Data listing
-- BEGIN --
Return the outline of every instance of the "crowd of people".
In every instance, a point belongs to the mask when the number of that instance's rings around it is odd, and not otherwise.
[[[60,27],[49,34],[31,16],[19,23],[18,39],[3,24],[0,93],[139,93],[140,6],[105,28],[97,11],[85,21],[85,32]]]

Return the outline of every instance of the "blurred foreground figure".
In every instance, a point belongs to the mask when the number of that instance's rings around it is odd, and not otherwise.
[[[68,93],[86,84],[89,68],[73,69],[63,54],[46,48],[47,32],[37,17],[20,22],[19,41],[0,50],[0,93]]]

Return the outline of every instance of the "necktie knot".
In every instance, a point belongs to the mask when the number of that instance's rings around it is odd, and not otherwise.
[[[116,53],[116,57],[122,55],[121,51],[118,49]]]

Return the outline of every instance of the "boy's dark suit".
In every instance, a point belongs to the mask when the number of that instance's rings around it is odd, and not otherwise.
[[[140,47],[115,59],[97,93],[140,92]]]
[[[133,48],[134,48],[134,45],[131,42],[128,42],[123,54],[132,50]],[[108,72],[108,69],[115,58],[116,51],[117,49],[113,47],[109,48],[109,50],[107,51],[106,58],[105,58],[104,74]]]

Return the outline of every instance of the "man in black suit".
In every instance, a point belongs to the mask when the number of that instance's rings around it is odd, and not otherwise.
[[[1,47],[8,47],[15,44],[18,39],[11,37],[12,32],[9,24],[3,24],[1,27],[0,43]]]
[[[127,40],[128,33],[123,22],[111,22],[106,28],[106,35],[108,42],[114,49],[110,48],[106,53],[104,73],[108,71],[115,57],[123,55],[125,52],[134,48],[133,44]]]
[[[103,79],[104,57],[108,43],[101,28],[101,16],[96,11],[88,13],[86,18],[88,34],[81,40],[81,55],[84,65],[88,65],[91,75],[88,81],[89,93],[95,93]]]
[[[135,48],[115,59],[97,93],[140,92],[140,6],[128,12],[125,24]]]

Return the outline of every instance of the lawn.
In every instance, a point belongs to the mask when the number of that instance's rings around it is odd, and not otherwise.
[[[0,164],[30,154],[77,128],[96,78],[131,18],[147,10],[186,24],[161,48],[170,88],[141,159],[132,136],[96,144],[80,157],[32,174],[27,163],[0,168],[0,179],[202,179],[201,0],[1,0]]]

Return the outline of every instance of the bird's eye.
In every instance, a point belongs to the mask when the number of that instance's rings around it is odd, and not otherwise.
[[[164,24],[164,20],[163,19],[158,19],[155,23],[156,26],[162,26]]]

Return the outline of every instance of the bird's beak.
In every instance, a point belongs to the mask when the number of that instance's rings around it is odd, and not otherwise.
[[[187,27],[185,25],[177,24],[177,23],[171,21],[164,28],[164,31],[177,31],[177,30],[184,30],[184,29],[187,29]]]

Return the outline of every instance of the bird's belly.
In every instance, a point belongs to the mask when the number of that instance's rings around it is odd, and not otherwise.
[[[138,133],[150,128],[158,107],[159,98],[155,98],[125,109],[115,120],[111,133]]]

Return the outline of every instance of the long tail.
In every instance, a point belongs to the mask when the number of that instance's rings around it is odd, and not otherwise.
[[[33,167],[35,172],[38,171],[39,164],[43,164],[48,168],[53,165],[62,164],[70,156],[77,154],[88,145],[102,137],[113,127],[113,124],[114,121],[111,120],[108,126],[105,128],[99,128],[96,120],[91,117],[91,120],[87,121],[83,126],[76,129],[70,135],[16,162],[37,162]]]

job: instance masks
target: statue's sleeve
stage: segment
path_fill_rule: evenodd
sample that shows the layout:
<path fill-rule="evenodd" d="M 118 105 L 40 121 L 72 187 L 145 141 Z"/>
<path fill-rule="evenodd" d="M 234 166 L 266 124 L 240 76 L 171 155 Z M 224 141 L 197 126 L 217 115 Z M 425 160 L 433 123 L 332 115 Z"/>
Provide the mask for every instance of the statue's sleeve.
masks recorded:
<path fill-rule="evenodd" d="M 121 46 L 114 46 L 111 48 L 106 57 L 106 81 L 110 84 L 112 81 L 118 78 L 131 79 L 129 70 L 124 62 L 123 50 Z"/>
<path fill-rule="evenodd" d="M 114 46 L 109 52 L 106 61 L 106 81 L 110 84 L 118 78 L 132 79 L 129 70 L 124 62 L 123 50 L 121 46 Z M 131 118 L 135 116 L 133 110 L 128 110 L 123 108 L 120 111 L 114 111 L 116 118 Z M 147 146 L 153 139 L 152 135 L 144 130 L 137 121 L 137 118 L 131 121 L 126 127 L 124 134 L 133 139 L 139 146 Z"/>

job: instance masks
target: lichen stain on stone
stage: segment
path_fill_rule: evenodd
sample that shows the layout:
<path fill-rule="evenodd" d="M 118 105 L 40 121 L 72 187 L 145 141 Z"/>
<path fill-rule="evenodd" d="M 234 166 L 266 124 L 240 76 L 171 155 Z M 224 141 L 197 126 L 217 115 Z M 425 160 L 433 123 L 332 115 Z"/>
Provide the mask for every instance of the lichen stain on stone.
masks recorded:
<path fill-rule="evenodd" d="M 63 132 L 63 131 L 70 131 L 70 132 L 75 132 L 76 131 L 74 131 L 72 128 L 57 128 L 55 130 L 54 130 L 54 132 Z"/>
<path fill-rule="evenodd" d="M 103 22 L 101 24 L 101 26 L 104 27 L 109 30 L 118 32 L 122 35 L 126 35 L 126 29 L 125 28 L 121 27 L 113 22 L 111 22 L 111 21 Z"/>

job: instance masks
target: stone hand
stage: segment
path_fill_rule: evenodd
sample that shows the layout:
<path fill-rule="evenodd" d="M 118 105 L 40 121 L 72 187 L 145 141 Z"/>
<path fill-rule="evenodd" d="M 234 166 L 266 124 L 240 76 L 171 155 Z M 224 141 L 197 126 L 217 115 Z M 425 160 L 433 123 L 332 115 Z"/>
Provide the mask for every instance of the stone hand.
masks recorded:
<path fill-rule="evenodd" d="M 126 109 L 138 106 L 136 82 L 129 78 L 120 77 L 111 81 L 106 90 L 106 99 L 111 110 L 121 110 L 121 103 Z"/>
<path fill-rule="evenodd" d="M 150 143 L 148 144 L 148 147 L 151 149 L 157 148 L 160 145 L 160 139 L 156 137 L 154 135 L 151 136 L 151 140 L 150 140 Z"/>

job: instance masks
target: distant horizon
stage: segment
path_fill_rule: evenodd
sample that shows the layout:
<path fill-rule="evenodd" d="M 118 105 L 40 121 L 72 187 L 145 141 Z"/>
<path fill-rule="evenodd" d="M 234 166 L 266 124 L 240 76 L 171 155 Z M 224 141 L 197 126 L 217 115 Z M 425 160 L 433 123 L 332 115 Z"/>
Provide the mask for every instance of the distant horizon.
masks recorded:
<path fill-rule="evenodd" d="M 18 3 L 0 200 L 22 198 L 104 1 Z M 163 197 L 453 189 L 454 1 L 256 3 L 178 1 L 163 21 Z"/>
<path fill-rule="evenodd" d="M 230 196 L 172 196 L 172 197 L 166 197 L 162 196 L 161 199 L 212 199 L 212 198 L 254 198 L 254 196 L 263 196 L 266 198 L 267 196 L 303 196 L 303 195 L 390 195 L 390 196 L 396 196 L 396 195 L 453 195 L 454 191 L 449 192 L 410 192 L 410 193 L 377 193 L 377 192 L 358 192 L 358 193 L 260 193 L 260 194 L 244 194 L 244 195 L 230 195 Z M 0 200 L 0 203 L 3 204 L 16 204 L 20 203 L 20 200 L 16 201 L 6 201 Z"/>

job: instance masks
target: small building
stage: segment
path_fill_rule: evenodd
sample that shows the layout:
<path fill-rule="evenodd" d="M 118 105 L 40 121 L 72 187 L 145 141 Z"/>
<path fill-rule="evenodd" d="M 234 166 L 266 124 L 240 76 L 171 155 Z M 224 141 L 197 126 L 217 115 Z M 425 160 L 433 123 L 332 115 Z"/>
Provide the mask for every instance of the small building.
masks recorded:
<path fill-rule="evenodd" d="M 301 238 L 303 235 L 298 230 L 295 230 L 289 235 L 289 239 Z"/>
-- END --
_EXERCISE REQUIREMENTS_
Quote the lines of the data listing from its first line through the line containing "[[[116,53],[116,57],[122,55],[121,51],[118,49]]]", both included, without any changes.

_RIGHT ANSWER_
Return the outline of every instance of the "crowd of people".
In every instance, a point belongs to the mask when the number of that instance's rings around it is odd, and not otherwise.
[[[60,27],[49,34],[31,16],[19,23],[18,39],[3,24],[0,93],[139,93],[140,6],[105,28],[97,11],[85,21],[85,32]]]

Return the outline of every instance of the "blurred foreground figure".
In every instance, a point belongs to the mask when the number of that instance's rings around it is odd, and not otherwise.
[[[68,93],[86,84],[89,68],[73,69],[63,54],[46,48],[47,32],[37,17],[20,22],[19,41],[0,50],[0,93]]]

Return the outline of every instance of the "necktie knot".
In every instance, a point belongs to the mask when the number of that instance's rings around it is odd, and not otherwise.
[[[116,53],[116,57],[122,55],[121,51],[118,49]]]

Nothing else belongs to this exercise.